Document segment:
▼

Bash, timeout 'ls | wc -l'

Question

I have searched this site and google on how to timeout a bash command if it takes to long to run and have tried multiple different approaches and cant seem to get any to work.

Specifically, I need to time out 'ls | wc -l' if it takes longer than 10 seconds to run; however, I will be running the 'ls | wc -l' on multiple directories and don't want to wait 10 seconds for each one if it only takes a second to finish.

I have tried to following which only seems to kind of work, but I still have to wait to full 10 seconds when 'ls | wc -l' finishes before the 10-second sleep.

ls /file/path/to/count/ | wc -l &
pidsave=$!
sleep 1
if [ -e /proc/$pidsave ]; then
kill $pidsave; echo $?
echo 'ls command was timed out'
else
echo 'ls command completed'
fi

Answer 1

You can use the timeout command:

if timeout 10 ls /file/path/to/count/ | wc -l; then
    echo "Successful!!"
else
    echo "Timed Out!!"
fi

Check man timeout .

Answer 2

The previously posted answer also did not work for me. The problem there is that if tests the result of wc -l , not the actual timeout .

To avoid this, you can either wrap the commands in a function, put the commands into an excutable file, or un-chain the commands and execute them separately, depending on what do you actually need to do with the output in your context.

Option 1 - function

The function has to be exported to subshells and then executed under a subshell.

#!/bin/bash
function my_ls {
    ls | wc -l
}

export -f my_ls
timeout 10 bash -c my_ls
if [ $? -eq 0 ]; then
    echo "cmd finished in time"
else
    echo "cmd did NOT finish in time"
fi

Option 2 - file

Put ls | wc -l ls | wc -l into some file (eg /tmp/ls.sh) and make it executable ( chmod +x /tmp/ls.sh ). Use that file as the parameter for timeout command:

#!/bin/bash
MY_FILE="/tmp/ls.sh"

▲

Written exercise 1: From the thread on timing out a bash command, list the ways Answer 2 offers to avoid the problem with the previously posted answer.
Written exercise 2: Write out the thread on timing out a bash command again, starting at "I have searched" and ending at "kill $pidsave; echo $?", with "several directories" substituted for "multiple directories".

Data segment:
▼

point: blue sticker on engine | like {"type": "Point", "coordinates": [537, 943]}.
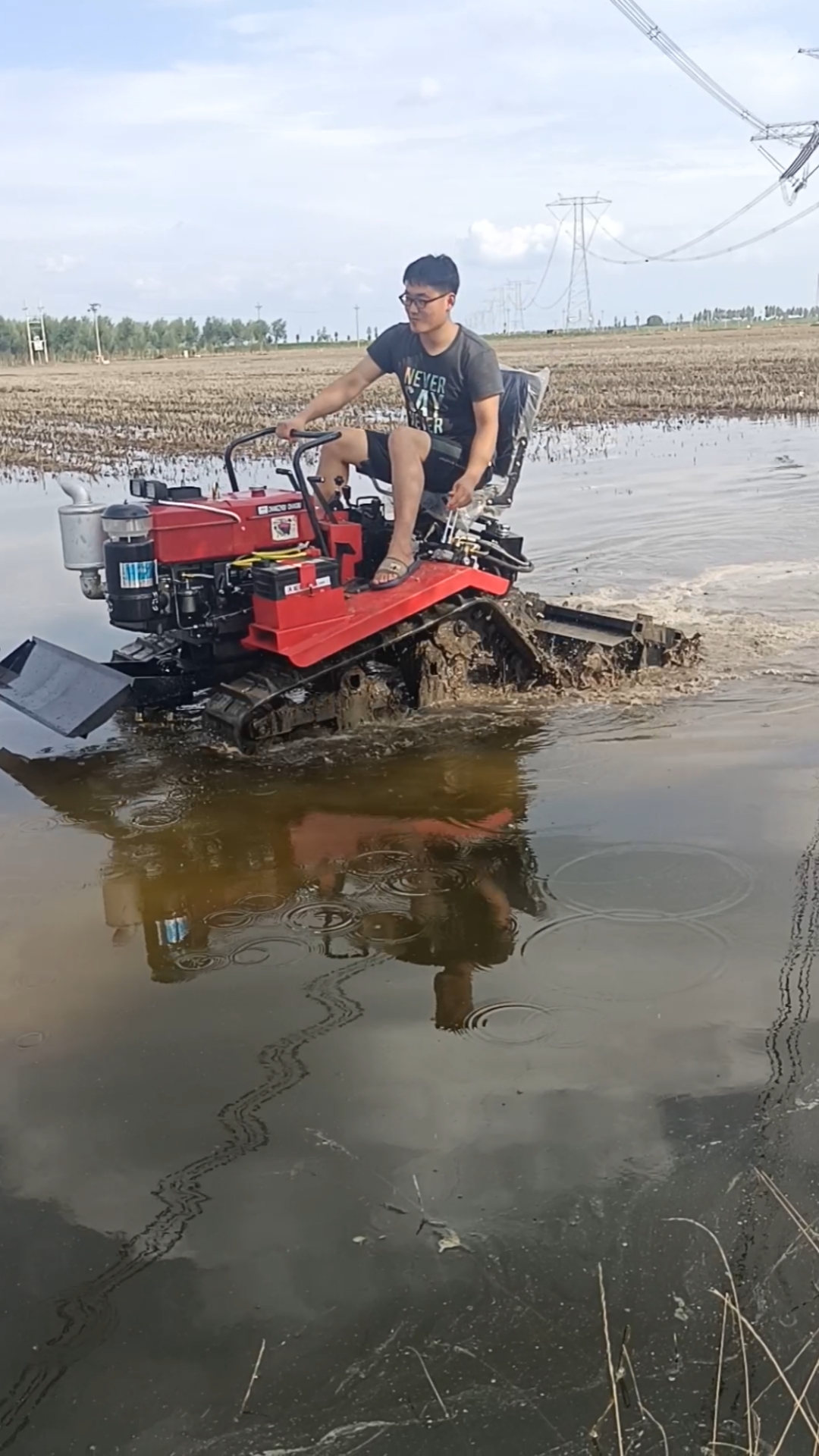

▲

Correct response 1:
- Wrap the commands in a function.
- Put the commands into an executable file.
- Un-chain the commands and execute them separately.

Correct response 2:
I have searched this site and google on how to timeout a bash command if it takes to long to run and have tried multiple different approaches and cant seem to get any to work.

Specifically, I need to time out 'ls | wc -l' if it takes longer than 10 seconds to run; however, I will be running the 'ls | wc -l' on several directories and don't want to wait 10 seconds for each one if it only takes a second to finish.

I have tried to following which only seems to kind of work, but I still have to wait to full 10 seconds when 'ls | wc -l' finishes before the 10-second sleep.

ls /file/path/to/count/ | wc -l &
pidsave=$!
sleep 1
if [ -e /proc/$pidsave ]; then
kill $pidsave; echo $?